>> begin RECORDS FOR THE TASK

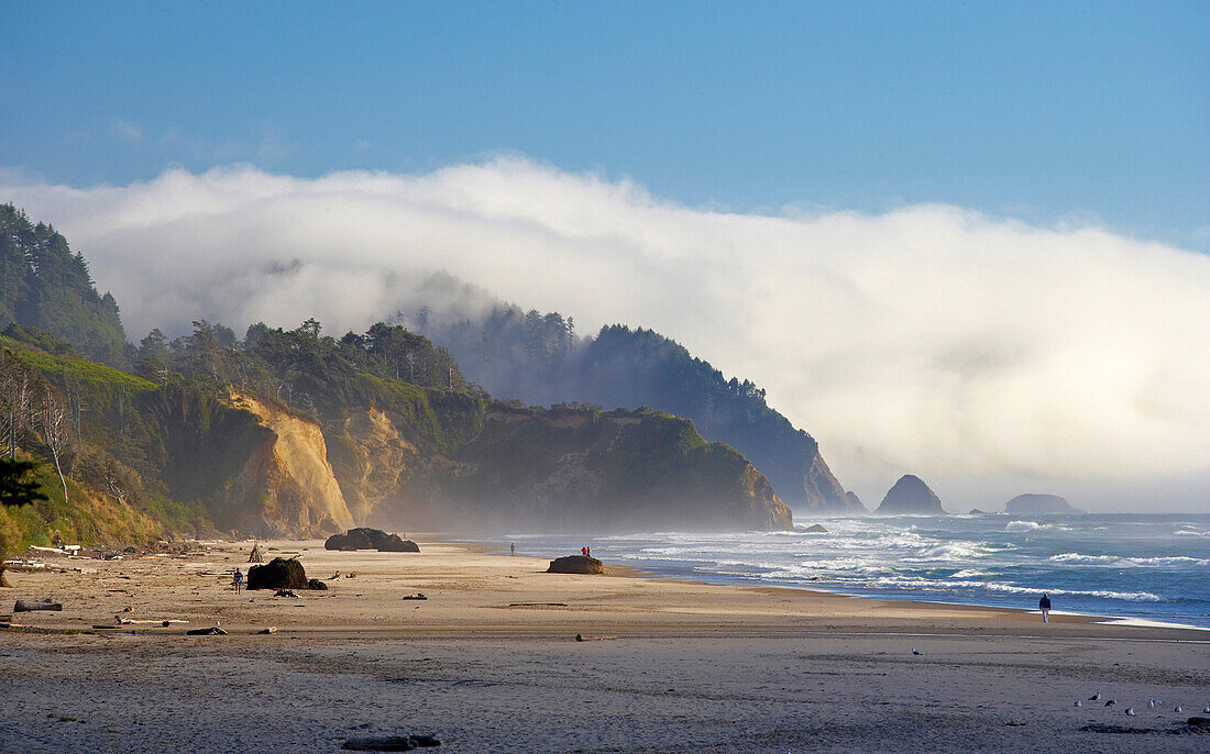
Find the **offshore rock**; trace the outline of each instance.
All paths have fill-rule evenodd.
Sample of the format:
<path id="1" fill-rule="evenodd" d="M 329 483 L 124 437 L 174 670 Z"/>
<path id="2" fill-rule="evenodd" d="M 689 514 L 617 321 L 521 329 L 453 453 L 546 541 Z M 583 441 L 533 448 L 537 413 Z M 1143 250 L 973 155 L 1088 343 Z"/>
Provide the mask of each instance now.
<path id="1" fill-rule="evenodd" d="M 944 516 L 941 500 L 918 476 L 905 474 L 882 498 L 878 514 L 926 514 Z"/>
<path id="2" fill-rule="evenodd" d="M 1006 514 L 1083 514 L 1059 495 L 1024 494 L 1004 504 Z"/>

>> end RECORDS FOR THE TASK

Give everything from the start of the lines down through the line containing "944 516 L 941" as a numbered list, omitting blank lines. Leave the pictures out of the answer.

1. Find the **offshore rock**; trace the outline of each instance.
2. All paths have fill-rule evenodd.
3. Sample of the format:
4. <path id="1" fill-rule="evenodd" d="M 329 483 L 124 437 L 174 670 Z"/>
5. <path id="2" fill-rule="evenodd" d="M 689 514 L 617 321 L 521 329 L 453 453 L 546 541 Z M 583 441 L 533 448 L 537 413 Z M 1143 250 L 973 155 L 1088 343 Z"/>
6. Provide the mask of each instance now.
7. <path id="1" fill-rule="evenodd" d="M 944 516 L 941 500 L 918 476 L 905 474 L 882 498 L 878 514 L 926 514 Z"/>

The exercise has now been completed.